• **Stated problem 1**
Return the passage of the forum thread on using maps to find old dumps between "## Cherokee23 (Apr" and "(Apr 21, 2015)", inclusive, copied word for word.
• **Stated problem 2**
Answer these questions about the forum thread on using maps to find old dumps, each on its own line:
(a) Which two kinds of maps did Cherokee23 hear people use to find old town dumps?
(b) What does sunrunner say Sanborn maps are good for locating?
(c) According to sunrunner, what do EPA maps mostly show?
• **Stated problem 3**
Extend the forum thread on using maps to find old dumps, picking up right after its final line.

• **Quoted passage**
┄┄┄┄┄┄┄┄┄┄
# Usuing Maps to find old dumps



## Cherokee23 (Apr 19, 2015)

I have heard of people using Sanborn and EPA Maps to find and locate old town dumps etc. Anyone ever have any luck with this or know how to go about it?


----------



## sunrunner (Apr 21, 2015)

well first off Sanborn maps are good for  locating out houses , but no good for locating dumps. the problem with S .B .M  are that they only show what was on a lot as far as stretchers vacant lots are not shown . EPA maps mostly show land fills , like from the 1950s 60s 70s . I've seen some that go back to the 1940's . your best bet is look in to town meetings monthly or annual reports . There you will find who was given the trash pickup contract for that year and some times  they may tell you what street the dump was on. In small towns the person picking up the garbage throe it on his own property , then all you have to do is go a tax map to see were the property was. good luck


----------



## RCO (Apr 24, 2015)
┄┄┄┄┄┄┄┄┄┄
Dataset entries
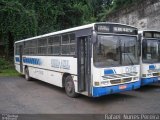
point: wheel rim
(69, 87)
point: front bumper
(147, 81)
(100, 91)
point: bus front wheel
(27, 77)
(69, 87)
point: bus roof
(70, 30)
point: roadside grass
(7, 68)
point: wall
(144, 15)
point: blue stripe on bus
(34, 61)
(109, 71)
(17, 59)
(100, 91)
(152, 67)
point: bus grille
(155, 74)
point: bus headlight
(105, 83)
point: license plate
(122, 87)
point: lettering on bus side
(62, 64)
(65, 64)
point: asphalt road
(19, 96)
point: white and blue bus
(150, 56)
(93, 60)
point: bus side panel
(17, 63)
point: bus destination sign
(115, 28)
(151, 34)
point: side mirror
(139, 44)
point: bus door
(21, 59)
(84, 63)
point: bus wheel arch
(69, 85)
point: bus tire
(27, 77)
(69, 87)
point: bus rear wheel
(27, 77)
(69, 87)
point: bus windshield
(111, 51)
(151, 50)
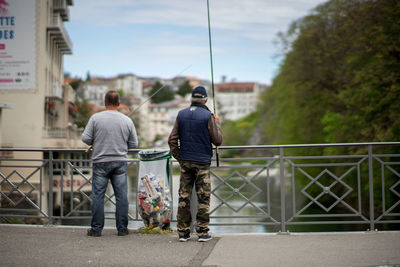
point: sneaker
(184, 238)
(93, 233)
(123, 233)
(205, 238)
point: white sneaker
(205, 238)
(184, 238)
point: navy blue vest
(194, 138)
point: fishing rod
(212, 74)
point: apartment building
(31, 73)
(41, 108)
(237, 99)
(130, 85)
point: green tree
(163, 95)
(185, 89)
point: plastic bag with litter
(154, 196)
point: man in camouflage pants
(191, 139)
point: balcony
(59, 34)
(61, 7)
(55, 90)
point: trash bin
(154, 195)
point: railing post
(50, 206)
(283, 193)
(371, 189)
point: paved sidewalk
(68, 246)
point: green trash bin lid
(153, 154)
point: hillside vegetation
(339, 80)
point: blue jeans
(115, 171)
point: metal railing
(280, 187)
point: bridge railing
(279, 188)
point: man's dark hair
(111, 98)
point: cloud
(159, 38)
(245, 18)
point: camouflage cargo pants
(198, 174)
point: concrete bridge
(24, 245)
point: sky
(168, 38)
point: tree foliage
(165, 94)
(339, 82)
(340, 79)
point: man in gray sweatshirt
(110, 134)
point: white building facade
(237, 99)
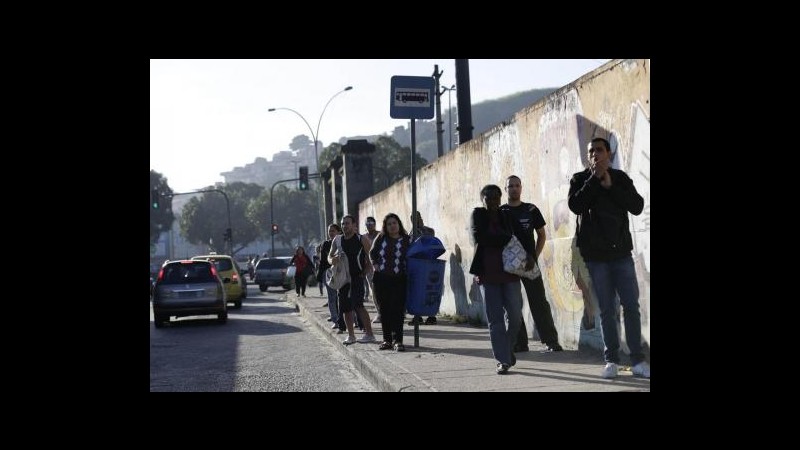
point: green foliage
┄┄┄┄┄┄┄┄┄┄
• **Final answer 1**
## Cherokee23 (Apr 19, 2015)

I have heard of people using Sanborn and EPA Maps to find and locate old town dumps etc. Anyone ever have any luck with this or know how to go about it?


----------



## sunrunner (Apr 21, 2015)

• **Final answer 2**
(a) Sanborn maps and EPA maps
(b) Outhouses
(c) Landfills, such as those from the 1950s, 60s and 70s

• **Final answer 3**
its possible , some old maps might even show location of town dump if there from 60's-70's era it would often be on map . but those dumps aren't likely going to be approiate places to go digging though . myself I have found some old farms long since abandoned by using old maps that showed location of them , we have old maps for this area that show where the old farms were and even location of buildings . I found a dump a couple years ago in a now pine forest using a metal detector , I had seen this farm on a map and sure enough in the area it said a building was I had a hit and dug it up and found an old dump and bottles , the metal detector found it cause they had thrown out old nails .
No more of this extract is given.